◆ **OBJECTIVE**: Render every line of the items below as a JSON list of strings, one string per line, and leave out any blank lines.

◆ **EXERCISE MATERIALS**:
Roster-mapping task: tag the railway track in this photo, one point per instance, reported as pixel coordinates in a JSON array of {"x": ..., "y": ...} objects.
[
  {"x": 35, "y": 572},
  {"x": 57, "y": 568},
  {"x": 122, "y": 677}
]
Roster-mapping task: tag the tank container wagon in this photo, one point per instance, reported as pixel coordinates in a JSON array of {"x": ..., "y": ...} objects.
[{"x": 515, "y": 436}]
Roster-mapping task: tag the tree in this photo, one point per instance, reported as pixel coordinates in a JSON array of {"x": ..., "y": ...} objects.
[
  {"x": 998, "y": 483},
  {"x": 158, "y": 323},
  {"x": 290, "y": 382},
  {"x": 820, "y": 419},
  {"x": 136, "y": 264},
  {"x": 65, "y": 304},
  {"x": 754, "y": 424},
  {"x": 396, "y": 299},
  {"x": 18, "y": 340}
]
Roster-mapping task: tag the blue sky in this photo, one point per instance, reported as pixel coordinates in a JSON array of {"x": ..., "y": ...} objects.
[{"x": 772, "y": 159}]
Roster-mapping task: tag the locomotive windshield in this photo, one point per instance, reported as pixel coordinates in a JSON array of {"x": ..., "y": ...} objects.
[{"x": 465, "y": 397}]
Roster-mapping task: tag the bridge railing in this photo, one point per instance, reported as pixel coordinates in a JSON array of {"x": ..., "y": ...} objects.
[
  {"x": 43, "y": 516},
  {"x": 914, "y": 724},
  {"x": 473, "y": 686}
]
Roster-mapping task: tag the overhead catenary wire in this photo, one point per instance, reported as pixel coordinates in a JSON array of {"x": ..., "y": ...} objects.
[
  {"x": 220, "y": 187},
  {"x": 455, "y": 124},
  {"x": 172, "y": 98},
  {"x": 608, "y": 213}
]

◆ **RESULT FOR THIS EXERCISE**:
[
  "Roster-mapping task: tag the railway track in this photo, one point per instance, reported as pixel coordinates in a JSON array of {\"x\": ..., \"y\": ...} objects.",
  "[",
  "  {\"x\": 35, \"y\": 572},",
  "  {\"x\": 57, \"y\": 568},",
  "  {\"x\": 122, \"y\": 677}",
  "]",
  "Roster-mapping task: tag the tank container wagon in this photo, one point per instance, reported as pixel coordinates in a JSON array of {\"x\": ..., \"y\": ...} objects.",
  "[{\"x\": 515, \"y\": 436}]",
  "Roster-mapping task: tag the tree in this photo, one point per instance, reported as pixel coordinates in a JSON array of {\"x\": ..., \"y\": ...} objects.",
  "[",
  "  {\"x\": 998, \"y\": 483},",
  "  {\"x\": 158, \"y\": 323},",
  "  {\"x\": 290, \"y\": 382},",
  "  {\"x\": 820, \"y\": 419},",
  "  {\"x\": 136, \"y\": 264},",
  "  {\"x\": 65, \"y\": 304},",
  "  {\"x\": 754, \"y\": 424},",
  "  {\"x\": 396, \"y\": 299},",
  "  {\"x\": 18, \"y\": 340}",
  "]",
  "Roster-mapping task: tag the blue sky in this photo, one point per instance, reported as pixel coordinates in a JSON array of {\"x\": ..., \"y\": ...} objects.",
  "[{\"x\": 772, \"y\": 159}]",
  "Roster-mapping task: tag the locomotive windshield in this photo, one point per instance, reported as pixel coordinates in a JSON array of {\"x\": ..., \"y\": ...} objects.",
  "[{\"x\": 465, \"y\": 397}]",
  "Roster-mapping task: tag the bridge railing in this photo, one point per instance, reported as pixel coordinates in a JSON array of {\"x\": ..., \"y\": ...} objects.",
  "[",
  "  {\"x\": 43, \"y\": 516},",
  "  {\"x\": 914, \"y\": 724},",
  "  {\"x\": 473, \"y\": 686}",
  "]",
  "Roster-mapping task: tag the overhead catenary wire in this photo, one point per instance, reported as pixel coordinates in a JSON array of {\"x\": ..., \"y\": ...} objects.",
  "[",
  "  {\"x\": 220, \"y\": 187},",
  "  {\"x\": 455, \"y\": 124},",
  "  {\"x\": 172, \"y\": 98},",
  "  {\"x\": 608, \"y\": 213}",
  "]"
]